TEXT BLOCK:
Week of 150518

WLCG Operations Call details

  • At CERN the meeting room is 513 R-068.

  • For remote participation we use the Vidyo system. Instructions can be found here.

General Information

  • The purpose of the meeting is:
    • to report significant operational issues (i.e. issues which can or did degrade experiment or site operations) which are ongoing or were resolved after the previous meeting;
    • to announce or schedule interventions at Tier-1 sites;
    • to inform about recent or upcoming changes in the experiment activities or systems having a visible impact on sites;
    • to provide important news about the middleware;
    • to communicate any other information considered interesting for WLCG operations.
  • The meeting should run from 15:00 until 15:20, exceptionally to 15:30.
  • The SCOD rota for the next few weeks is at ScodRota
  • General information about the WLCG Service can be accessed from the Operations Web
  • Whenever a particular topic needs to be discussed at the daily meeting requiring information from site or experiments, it is highly recommended to announce it by email to wlcg-operations@cernSPAMNOTNOSPAMPLEASE.ch to make sure that the relevant parties have the time to collect the required information or invite the right people at the meeting.

Monday

Attendance:

  • local: Andrea Sciaba', Herve' Rousseau (IT-DSS), Lorena Lobato (IT-DB), Manuel Guijarro (IT-PES), Maarten Litmaath (ALICE)
  • remote: Michael Ernst (BNL), Hung-Te Lee (ASGC), Lisa Giacchetti (FNAL), Sang Un Ahn (KISTI), Tommaso Boccali (CMS), Tiju Idiculla (RAL), Dmytro Karpenko (NDGF), David Cameron (ATLAS), Rolf Rumler (IN2P3-CC), Pepe Flix (PIC), Dimitri (KIT), Kyle Gross (OSG)

Experiments round table:

  • ATLAS reports (raw view) -
    • Grid running very full over the weekend, not much else to report.

  • CMS reports (raw view) -
    • 2015 Production ongoing (at least the one for Trigger)

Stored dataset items

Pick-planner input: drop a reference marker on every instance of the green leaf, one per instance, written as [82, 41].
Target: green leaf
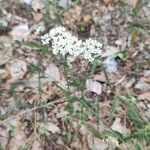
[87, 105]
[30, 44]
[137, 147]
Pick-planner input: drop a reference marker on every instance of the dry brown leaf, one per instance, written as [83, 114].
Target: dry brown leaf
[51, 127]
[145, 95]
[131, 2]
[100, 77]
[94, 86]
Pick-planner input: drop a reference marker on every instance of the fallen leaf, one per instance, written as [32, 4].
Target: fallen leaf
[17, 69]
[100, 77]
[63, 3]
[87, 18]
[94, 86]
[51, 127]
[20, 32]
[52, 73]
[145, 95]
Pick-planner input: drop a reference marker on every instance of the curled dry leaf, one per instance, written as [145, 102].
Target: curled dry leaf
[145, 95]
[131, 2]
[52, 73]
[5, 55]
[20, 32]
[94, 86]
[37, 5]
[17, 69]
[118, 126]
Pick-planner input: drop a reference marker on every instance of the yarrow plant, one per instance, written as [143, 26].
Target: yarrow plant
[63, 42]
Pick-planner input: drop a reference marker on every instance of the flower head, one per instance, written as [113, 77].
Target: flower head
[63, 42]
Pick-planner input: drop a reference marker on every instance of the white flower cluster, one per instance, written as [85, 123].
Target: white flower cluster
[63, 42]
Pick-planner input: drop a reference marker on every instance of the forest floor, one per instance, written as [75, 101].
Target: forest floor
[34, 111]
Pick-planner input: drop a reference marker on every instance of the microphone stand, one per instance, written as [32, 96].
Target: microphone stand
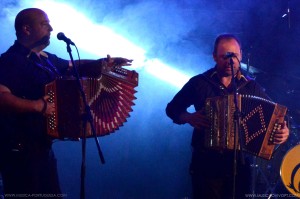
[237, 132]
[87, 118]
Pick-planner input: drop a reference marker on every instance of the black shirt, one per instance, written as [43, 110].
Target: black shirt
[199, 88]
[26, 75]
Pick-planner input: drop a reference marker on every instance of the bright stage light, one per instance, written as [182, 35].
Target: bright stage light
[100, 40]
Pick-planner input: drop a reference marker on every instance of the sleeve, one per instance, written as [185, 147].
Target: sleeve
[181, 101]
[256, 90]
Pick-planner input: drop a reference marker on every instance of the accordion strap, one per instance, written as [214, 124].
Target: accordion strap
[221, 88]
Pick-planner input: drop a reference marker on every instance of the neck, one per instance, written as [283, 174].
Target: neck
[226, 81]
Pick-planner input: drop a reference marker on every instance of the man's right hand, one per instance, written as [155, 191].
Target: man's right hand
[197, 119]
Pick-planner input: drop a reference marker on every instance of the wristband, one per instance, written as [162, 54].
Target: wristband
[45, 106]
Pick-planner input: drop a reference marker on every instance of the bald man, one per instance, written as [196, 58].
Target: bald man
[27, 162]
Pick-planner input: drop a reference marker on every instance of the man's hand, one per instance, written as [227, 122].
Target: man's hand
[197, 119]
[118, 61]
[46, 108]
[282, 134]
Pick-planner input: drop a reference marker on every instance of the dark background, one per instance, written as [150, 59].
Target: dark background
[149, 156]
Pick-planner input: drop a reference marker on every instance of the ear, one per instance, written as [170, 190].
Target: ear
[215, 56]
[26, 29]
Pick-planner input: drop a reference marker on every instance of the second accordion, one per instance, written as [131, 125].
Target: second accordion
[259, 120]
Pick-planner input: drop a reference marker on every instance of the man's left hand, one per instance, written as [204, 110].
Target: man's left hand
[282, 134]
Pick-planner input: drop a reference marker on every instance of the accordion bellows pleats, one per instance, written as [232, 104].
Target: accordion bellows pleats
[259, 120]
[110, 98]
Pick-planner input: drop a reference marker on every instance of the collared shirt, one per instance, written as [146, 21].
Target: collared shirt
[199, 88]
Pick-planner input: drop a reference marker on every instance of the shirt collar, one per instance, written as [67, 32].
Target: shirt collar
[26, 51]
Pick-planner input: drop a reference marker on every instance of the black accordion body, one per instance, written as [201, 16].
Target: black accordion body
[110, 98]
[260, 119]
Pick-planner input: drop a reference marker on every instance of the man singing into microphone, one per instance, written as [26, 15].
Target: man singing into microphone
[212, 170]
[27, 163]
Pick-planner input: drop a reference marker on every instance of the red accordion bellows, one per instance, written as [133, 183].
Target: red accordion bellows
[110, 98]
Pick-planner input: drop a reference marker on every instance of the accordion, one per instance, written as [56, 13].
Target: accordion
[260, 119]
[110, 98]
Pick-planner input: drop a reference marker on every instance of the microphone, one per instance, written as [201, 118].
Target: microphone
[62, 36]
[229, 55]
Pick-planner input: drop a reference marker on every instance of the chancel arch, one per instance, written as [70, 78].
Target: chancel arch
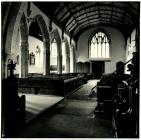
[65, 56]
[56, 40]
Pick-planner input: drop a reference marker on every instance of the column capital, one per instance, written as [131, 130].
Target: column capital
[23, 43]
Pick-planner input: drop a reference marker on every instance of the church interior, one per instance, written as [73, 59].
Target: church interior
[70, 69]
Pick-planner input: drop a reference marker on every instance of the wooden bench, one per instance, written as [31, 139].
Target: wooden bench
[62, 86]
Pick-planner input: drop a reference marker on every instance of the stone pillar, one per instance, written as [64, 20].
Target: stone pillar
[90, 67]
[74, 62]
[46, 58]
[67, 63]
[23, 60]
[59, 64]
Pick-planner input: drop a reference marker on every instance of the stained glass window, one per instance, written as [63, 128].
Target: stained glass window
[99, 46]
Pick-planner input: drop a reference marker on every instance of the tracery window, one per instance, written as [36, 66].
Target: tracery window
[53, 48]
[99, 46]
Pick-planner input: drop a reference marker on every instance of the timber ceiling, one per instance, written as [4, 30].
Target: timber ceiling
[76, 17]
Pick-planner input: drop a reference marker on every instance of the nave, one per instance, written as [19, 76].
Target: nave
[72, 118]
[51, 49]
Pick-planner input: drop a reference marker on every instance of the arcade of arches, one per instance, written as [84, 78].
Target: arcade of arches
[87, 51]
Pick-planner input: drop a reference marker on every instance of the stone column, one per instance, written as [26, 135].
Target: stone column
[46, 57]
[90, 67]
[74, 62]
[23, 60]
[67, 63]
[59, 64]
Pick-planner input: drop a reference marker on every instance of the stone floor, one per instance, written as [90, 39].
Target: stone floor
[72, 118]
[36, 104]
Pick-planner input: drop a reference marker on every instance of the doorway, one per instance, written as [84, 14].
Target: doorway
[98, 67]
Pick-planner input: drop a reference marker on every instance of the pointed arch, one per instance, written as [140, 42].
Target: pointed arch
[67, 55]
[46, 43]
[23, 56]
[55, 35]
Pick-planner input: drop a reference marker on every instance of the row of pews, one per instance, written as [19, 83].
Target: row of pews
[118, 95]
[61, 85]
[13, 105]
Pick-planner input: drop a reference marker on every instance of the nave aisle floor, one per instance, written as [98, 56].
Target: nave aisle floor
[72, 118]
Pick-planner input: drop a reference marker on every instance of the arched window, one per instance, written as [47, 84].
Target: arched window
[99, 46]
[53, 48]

WHAT THIS TASK INVOLVES:
In the operations meeting notes, rewrite the passage starting at "Week of 150518" and ending at "be found here.", changing "Vidyo" to "Zoom".

ANSWER FOR THE TASK:
Week of 150518

WLCG Operations Call details

  • At CERN the meeting room is 513 R-068.

  • For remote participation we use the Zoom system. Instructions can be found here.